Can you turn the items below into a numbered list, leaving out any blank lines?

Input:
[BEGIN]
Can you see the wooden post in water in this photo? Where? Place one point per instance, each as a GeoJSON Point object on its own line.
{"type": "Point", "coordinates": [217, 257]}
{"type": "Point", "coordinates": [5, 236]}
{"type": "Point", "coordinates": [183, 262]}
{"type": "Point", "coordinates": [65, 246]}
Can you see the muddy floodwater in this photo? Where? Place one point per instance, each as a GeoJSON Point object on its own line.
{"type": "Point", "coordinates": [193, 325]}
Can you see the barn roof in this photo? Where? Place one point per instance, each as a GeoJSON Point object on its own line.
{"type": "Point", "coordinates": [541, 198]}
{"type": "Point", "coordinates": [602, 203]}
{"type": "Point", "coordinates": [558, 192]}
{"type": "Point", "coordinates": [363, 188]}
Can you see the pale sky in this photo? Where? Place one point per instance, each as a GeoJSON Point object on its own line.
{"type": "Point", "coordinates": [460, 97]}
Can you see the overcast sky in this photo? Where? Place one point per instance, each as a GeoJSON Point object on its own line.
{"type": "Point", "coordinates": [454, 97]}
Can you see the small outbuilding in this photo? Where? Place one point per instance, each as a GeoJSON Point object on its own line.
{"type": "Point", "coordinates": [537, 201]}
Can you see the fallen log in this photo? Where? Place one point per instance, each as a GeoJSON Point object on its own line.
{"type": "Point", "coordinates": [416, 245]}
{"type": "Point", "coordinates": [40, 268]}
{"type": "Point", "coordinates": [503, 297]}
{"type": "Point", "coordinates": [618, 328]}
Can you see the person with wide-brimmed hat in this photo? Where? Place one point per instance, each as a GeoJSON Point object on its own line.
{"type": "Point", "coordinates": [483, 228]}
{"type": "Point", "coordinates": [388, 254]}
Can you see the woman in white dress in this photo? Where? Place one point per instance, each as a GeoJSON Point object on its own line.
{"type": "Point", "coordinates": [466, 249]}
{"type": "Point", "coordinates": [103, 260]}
[END]
Task response:
1. Can you see the wooden post in water in this photo? Where? Place one point per instance, each as a GeoJSON Point object on its own line.
2. {"type": "Point", "coordinates": [217, 257]}
3. {"type": "Point", "coordinates": [5, 236]}
4. {"type": "Point", "coordinates": [183, 262]}
5. {"type": "Point", "coordinates": [65, 246]}
6. Can you see the muddy floodwater in this photo? Where? Place one point per instance, each as a GeoJSON Point object on its own line.
7. {"type": "Point", "coordinates": [193, 325]}
8. Can you see the barn roof in this photo? Where? Place one point per instance, each as a GeoJSON Point object on its own line.
9. {"type": "Point", "coordinates": [541, 198]}
10. {"type": "Point", "coordinates": [602, 203]}
11. {"type": "Point", "coordinates": [558, 192]}
12. {"type": "Point", "coordinates": [363, 188]}
13. Can you see the pale sky in this photo? Where? Place one point per instance, each as a GeoJSON Point object on its own line.
14. {"type": "Point", "coordinates": [460, 97]}
15. Can you see the overcast sky in this photo? Where? Place one point per instance, each as a GeoJSON Point object on its own line.
16. {"type": "Point", "coordinates": [454, 97]}
17. Can you see the small outbuilding in this photo? Where? Place one point per instance, each as a GeoJSON Point object on its own line.
18. {"type": "Point", "coordinates": [537, 201]}
19. Can you see the fallen log in this photo? Where? Place one point per instance, each as a GeoJSON Point object on its own line.
20. {"type": "Point", "coordinates": [416, 245]}
21. {"type": "Point", "coordinates": [40, 268]}
22. {"type": "Point", "coordinates": [503, 297]}
23. {"type": "Point", "coordinates": [618, 328]}
24. Can you see the person with wide-brimmed hat in this photo? Where? Place one point per instance, each as a GeoJSON Point object on its own line.
25. {"type": "Point", "coordinates": [483, 228]}
26. {"type": "Point", "coordinates": [388, 254]}
27. Can you see the woman in white dress in this photo? Where? Place one point per instance, each as a GeoJSON Point object on its own line.
28. {"type": "Point", "coordinates": [466, 249]}
29. {"type": "Point", "coordinates": [103, 260]}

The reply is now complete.